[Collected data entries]
━━━━━━
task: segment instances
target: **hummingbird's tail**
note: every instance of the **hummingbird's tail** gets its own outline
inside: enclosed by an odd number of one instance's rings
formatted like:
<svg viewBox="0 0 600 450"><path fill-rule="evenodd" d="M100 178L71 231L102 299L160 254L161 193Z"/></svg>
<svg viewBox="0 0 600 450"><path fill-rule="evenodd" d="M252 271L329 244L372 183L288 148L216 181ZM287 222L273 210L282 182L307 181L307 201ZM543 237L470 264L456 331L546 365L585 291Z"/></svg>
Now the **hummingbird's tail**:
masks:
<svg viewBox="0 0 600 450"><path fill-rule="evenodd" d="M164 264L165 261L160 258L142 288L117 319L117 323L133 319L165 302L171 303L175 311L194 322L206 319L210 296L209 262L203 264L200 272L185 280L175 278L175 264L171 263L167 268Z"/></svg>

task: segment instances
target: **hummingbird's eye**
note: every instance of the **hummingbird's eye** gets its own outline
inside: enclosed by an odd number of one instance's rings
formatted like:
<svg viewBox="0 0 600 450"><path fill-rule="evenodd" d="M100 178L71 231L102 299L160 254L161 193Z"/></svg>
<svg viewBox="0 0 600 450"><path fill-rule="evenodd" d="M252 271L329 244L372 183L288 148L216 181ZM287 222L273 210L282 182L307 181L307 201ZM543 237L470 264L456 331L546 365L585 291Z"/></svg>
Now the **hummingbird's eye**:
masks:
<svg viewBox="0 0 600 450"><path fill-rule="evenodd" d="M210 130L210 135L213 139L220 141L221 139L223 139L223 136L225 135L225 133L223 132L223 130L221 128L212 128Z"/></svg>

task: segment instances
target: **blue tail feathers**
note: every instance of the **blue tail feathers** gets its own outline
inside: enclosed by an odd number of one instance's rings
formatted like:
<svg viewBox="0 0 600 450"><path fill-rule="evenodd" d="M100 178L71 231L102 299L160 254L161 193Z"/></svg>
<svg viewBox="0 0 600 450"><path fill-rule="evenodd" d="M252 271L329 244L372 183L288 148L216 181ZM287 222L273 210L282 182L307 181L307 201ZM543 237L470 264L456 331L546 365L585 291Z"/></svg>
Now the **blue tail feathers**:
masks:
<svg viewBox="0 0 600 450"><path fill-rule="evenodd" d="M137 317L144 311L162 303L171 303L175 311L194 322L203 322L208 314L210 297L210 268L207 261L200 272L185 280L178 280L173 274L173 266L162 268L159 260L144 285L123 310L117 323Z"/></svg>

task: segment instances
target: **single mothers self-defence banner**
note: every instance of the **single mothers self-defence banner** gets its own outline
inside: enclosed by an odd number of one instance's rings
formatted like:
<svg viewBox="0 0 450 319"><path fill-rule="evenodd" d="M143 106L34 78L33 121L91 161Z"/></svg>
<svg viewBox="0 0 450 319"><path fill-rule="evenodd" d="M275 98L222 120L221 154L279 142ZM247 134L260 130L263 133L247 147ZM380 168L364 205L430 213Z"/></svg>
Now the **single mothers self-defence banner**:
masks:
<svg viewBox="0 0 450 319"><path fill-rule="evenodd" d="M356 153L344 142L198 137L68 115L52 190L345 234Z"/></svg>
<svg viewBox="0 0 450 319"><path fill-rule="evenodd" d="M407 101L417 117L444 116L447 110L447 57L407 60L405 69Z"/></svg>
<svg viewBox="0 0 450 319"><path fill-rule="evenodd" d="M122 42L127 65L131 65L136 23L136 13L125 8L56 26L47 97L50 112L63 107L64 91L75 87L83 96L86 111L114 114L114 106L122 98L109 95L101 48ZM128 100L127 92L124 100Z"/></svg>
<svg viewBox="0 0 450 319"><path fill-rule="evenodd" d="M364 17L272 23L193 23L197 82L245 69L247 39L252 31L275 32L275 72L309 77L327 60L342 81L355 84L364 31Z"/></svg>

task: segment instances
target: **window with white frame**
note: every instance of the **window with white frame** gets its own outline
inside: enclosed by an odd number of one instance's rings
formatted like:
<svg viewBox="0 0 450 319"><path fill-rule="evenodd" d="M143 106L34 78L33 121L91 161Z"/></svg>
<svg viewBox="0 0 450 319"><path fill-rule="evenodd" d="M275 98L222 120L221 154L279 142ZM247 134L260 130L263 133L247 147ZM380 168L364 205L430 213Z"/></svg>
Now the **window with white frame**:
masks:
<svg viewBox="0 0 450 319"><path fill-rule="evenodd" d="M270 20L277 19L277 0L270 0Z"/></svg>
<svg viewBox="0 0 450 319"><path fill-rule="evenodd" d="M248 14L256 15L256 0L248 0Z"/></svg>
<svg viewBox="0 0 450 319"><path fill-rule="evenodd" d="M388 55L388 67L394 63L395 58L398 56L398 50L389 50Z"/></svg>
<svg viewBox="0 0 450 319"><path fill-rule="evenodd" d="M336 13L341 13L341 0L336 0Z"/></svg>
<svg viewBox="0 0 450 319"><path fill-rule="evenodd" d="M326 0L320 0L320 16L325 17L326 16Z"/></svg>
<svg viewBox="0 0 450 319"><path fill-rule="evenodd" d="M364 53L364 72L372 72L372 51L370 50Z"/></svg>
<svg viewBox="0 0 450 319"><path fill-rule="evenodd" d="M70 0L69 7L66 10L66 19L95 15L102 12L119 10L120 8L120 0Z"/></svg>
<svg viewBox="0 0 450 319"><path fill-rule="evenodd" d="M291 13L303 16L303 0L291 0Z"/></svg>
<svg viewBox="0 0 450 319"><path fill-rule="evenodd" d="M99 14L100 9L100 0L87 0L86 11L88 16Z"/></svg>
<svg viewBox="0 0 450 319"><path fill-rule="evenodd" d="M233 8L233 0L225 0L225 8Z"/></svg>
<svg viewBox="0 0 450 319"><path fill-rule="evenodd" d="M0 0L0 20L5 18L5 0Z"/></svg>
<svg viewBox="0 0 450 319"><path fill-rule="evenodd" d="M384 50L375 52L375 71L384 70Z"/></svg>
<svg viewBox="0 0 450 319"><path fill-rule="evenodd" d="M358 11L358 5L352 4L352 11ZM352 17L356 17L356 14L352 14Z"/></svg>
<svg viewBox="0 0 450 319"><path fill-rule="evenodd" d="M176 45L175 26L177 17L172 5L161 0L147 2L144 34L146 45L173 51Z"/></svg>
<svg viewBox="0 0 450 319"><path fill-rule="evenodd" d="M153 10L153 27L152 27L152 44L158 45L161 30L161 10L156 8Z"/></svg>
━━━━━━
[To do]: Select the lines from the entries that include the word "hummingbird".

[Solution]:
target: **hummingbird's tail**
note: every instance of the **hummingbird's tail** gets its own outline
Now the **hummingbird's tail**:
target: **hummingbird's eye**
note: every instance of the **hummingbird's eye** gets its own outline
Now the **hummingbird's eye**:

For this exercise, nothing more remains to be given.